## BEGIN PASSAGE
So as you can imagine, plenty of vinyl was manufactured to meet that demand then, and it was a common album you could find in Tokyo crates. I can attest to this because I have a local record shop whose owner makes monthly trips to Japan and brings back heavy shipments of Japanese pressings. There was almost always a copy of
Variety with every shipment, and every copy never hit the US$20 mark.
This continued well into city pop's popularity online, at least amongst vaporwave/future funk communities. I never got one because the rest of the album simply doesn't hold up next to it. Nothing else sounds like 'Plastic Love', and not just in quality. There are a lot of soul ballads, 60s pop and a little bit of rock'n'roll, but most of them are slower in tempo and without the studio-pristine funk that characterizes what people love about city pop in the first place. It could be one of the reasons why collectors were paying much more for the 'Plastic Love' single than
Variety, going up to over US$200, years before 'Plastic Love' got this kind of attention.
I can't pinpoint exactly when prices started to shoot, but it seemed like when sites like Vice wrote about it that interest grew — along with increasing exposure of the original YouTube upload — and subsequently even local shops were marking it up above US$70, which was insane. It encouraged a lot of grimy behaviour around me when it came to that record which, again, had been
very cheap and common barely a year before. I get the economics of scarcity, but this one completely rubbed me off the wrong way.
TL;DR - if you want a copy of
Variety, there are probably still cheap copies lying around in Japan, but it's really not that great of an album anyway. There are far better city pop albums worth your time.
## END PASSAGE
## BEGIN DATA LISTING
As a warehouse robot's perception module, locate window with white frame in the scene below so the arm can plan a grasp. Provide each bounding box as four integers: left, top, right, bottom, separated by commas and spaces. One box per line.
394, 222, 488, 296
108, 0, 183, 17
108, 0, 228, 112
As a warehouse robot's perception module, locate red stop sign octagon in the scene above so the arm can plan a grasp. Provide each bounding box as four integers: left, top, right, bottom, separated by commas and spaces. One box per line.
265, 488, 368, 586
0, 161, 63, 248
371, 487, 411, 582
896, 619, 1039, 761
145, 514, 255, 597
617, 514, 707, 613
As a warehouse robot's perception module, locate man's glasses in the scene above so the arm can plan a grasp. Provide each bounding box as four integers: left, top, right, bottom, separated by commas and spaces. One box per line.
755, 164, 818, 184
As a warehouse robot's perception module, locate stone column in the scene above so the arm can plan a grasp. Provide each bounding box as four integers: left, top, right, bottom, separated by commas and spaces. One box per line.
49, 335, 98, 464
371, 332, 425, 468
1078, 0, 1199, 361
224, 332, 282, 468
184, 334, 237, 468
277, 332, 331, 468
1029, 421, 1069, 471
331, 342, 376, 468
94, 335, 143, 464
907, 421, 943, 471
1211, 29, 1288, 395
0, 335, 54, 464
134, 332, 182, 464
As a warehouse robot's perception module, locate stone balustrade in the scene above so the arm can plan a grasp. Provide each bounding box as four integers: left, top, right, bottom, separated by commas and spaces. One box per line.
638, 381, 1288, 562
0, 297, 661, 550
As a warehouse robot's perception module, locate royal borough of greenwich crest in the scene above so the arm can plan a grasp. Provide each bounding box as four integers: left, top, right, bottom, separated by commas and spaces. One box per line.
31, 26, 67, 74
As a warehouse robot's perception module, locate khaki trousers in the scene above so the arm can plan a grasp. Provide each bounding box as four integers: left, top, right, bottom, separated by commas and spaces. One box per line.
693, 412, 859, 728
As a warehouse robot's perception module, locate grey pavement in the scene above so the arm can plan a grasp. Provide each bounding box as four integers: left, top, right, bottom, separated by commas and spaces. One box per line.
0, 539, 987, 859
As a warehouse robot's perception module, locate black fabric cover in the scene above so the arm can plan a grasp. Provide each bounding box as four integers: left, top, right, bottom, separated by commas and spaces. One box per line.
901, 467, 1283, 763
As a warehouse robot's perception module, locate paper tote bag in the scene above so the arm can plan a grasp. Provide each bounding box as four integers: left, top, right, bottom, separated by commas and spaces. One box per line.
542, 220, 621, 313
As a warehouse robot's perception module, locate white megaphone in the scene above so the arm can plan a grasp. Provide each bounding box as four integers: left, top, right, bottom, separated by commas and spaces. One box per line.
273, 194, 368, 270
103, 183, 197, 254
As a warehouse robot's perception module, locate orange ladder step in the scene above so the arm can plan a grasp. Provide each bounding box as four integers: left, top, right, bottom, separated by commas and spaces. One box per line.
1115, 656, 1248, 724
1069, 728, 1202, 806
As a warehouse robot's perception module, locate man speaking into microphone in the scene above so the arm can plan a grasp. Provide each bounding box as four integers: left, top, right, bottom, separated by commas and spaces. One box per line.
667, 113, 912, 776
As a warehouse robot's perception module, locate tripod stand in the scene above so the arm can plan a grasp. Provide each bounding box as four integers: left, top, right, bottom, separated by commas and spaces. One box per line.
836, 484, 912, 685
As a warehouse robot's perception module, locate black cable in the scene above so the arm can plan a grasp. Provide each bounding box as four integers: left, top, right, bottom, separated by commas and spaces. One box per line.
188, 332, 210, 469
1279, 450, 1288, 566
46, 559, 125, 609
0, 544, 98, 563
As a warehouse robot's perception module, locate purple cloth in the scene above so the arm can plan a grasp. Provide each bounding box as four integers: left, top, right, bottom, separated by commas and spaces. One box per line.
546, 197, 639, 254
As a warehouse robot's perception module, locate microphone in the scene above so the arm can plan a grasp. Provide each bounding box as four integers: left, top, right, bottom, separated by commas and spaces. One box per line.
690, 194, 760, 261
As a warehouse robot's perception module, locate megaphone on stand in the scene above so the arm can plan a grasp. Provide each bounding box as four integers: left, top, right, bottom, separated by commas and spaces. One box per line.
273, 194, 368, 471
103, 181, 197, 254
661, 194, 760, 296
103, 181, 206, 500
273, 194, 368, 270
## END DATA LISTING
* PROBLEM SET:
1. In the passage about the album Variety, what price mark did every copy in the shipments from Japan stay below?
2. In the records, take the lines starting with the line with "locate stone balustrade" and going on through the line with "0, 297, 661, 550", and write them out again with "grasp" replaced by "pickup" and nothing else changed. Give only those lines.

* SOLUTIONS FOR EACH TASK:
1. Every copy stayed below the US$20 mark.

2.
As a warehouse robot's perception module, locate stone balustrade in the scene above so the arm can plan a pickup. Provide each bounding box as four integers: left, top, right, bottom, separated by commas and spaces. One box per line.
638, 381, 1288, 562
0, 297, 661, 550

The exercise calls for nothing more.